> _PROVIDED ENTRIES_
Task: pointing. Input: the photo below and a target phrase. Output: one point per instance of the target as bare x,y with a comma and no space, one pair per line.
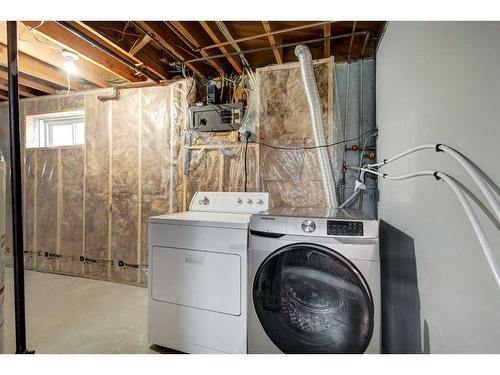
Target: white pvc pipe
312,94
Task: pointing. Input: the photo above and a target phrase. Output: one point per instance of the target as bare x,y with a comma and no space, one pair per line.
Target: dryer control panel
231,202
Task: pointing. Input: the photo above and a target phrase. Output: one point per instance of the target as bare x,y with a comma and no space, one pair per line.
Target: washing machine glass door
310,299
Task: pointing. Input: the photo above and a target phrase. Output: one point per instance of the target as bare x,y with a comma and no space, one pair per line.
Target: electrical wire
245,161
296,148
69,83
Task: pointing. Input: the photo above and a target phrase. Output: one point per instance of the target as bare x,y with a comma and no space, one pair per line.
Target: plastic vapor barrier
86,207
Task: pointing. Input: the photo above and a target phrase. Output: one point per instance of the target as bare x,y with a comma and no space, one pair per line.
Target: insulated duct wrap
312,94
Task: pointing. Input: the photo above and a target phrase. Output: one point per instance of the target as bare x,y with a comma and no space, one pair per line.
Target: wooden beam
327,44
36,68
23,90
29,82
167,40
274,40
138,46
44,50
217,37
67,40
138,58
193,32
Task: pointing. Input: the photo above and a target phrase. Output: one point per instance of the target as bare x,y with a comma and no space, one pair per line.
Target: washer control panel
317,227
344,228
308,226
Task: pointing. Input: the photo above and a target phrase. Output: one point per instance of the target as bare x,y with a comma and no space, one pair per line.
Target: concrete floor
67,314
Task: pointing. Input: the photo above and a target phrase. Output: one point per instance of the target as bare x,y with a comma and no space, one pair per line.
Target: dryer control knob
204,200
308,226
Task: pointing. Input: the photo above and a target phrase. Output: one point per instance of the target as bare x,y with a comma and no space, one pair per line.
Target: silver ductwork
311,89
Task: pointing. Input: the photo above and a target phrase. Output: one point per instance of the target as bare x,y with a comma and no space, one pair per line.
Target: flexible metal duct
312,94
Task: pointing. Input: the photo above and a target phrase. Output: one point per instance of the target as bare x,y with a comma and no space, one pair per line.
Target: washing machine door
310,299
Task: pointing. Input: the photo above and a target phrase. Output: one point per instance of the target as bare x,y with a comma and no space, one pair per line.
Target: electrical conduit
312,94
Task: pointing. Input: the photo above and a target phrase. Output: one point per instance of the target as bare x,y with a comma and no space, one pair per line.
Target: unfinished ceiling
131,51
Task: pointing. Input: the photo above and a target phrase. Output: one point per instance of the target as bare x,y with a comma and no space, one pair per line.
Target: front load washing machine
314,282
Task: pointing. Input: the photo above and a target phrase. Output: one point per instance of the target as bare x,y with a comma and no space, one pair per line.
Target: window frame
42,128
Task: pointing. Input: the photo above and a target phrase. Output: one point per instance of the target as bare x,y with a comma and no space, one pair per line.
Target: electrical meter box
216,117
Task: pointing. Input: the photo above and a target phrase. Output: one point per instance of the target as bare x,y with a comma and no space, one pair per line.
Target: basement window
55,130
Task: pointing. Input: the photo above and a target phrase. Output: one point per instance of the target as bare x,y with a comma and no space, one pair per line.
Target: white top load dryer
314,282
198,273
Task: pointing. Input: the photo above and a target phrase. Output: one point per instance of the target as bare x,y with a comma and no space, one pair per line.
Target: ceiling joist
36,68
28,81
42,49
217,37
274,40
170,42
193,31
67,40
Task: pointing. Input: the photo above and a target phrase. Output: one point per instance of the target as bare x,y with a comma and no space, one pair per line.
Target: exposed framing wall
86,207
93,202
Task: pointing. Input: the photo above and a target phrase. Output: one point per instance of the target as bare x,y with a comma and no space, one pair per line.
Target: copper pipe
365,43
265,35
352,40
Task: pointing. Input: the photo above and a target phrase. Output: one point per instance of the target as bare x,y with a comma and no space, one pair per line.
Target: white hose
487,187
404,153
312,94
488,193
481,236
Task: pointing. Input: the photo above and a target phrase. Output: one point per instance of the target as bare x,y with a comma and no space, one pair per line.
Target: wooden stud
35,197
139,189
327,44
110,183
217,37
59,207
84,204
274,40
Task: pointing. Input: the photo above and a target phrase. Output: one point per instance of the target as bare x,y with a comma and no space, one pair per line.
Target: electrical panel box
216,117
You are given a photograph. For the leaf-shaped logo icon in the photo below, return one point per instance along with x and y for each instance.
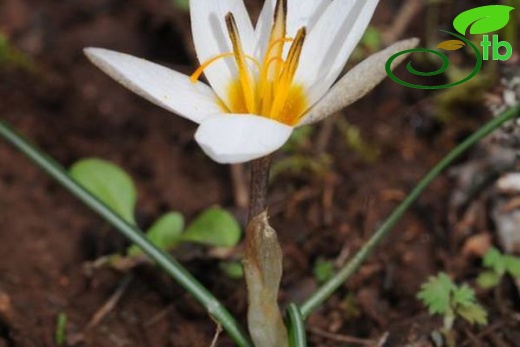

> _PROBLEM_
Return each line of the records above that contains the word "door", copied in full.

> _FINAL RESULT_
Target: washing machine glass door
Target: washing machine door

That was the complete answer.